7. Cannes-Kontakt Das ganz große Kino ist jetzt Fernsehen

Steven Soderbergh und Michael Douglas üben mit "Liberace" den Befreiungsschlag. Matt Damon ist einfach zu nett. Und Paris Hilton hat jetzt Strom.

Was machst du gerade? Literweise Cola trinken, weil die Film-Interviews-Film-Konferenz-Film-Party-Müdigkeit einsetzt.

Das

Kinoerlebnis des Tages

ist ein Fernsehfilm, heißt "Behind the Candelabra" und ist ganz großes Kino. Steven Soderbergh hat keine Lust mehr auf Energieverschwendung wegen der schwierigen Finanzierung oder des angeblich zu hohen Anspruchs seiner Filme. Deshalb hat er sich statt mit einem Filmstudio mit HBO zusammengetan, um die Liebesgeschichte von Las-Vegas-Super-Entertainer Liberace und seinem Jungen für alles, Scott Thorson, verfilmt. Den spielt Matt Damon mit Stringtanga und Spühbräune genauso überzeugend wie Michael Douglas Liberaces Grandezza im Kitschpalast, den er sich von seinen Showmillionen gebaut hat. Liberace war damals schließlich erfolgreicher als Elvis. Das Allergrößte an diesem Film über einen alten Mann, der in einer Zeit, als man nicht schwul sein durfte, fünf Jahre lang eine Beziehung mit einem blutjungen Mann hat, ist aber Soderberghs Leistung, all den Glitter angesichts der tragischen Liebesgeschichte fast vergessen zu machen. Es geht weniger um Strasssteine und Schönheitsoperationen als gebrochene Herzen. Darin ist "Behind the Candelabra" genauso groß wie "Brokeback Mountain". Allerdings wird man Rob Lowe als komplett veroperierten, ewig grinsenden plastischen Chirurgen trotzdem nicht so schnell vergessen.

Moment des Tages:

In der Pressekonferenz zu "Behind the Candelabra": Als Michael Douglas plötzlich die Tränen kamen, als er seine Freude darüber zum Ausdruck bringen wollte, dass dieser Film der erste nach seiner überstandenen Krebserkrankung sei, schluckten auch Soderbergh und der ganze Saal. Produzent Jerry Weintraub sagte hinterher, es sei das erste Mal, dass Douglas sich privat wie öffentlich zu dem Thema geäußert habe. (Lesen Sie am Mittwoch Michael Douglas im Interview auf stern.de)

○ ○ ○ ○ ○

● **Aufgabenteile**
A – Übertragen Sie den Abschnitt des Cannes-Berichts von „In der Pressekonferenz“ bis „Interview auf stern.de)“ wortgetreu.
B – Mit wem hat sich Steven Soderbergh laut dem Cannes-Bericht statt mit einem Filmstudio zusammengetan?
Die Daten spielen hierbei keine Rolle.

● **Rohdaten**
○ ○ ○ ○ ○

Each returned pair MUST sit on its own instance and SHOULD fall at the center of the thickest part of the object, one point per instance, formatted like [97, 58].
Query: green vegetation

○ ○ ○ ○ ○

● **Lösungen**
A –
In der Pressekonferenz zu "Behind the Candelabra": Als Michael Douglas plötzlich die Tränen kamen, als er seine Freude darüber zum Ausdruck bringen wollte, dass dieser Film der erste nach seiner überstandenen Krebserkrankung sei, schluckten auch Soderbergh und der ganze Saal. Produzent Jerry Weintraub sagte hinterher, es sei das erste Mal, dass Douglas sich privat wie öffentlich zu dem Thema geäußert habe. (Lesen Sie am Mittwoch Michael Douglas im Interview auf stern.de)

B – Mit HBO.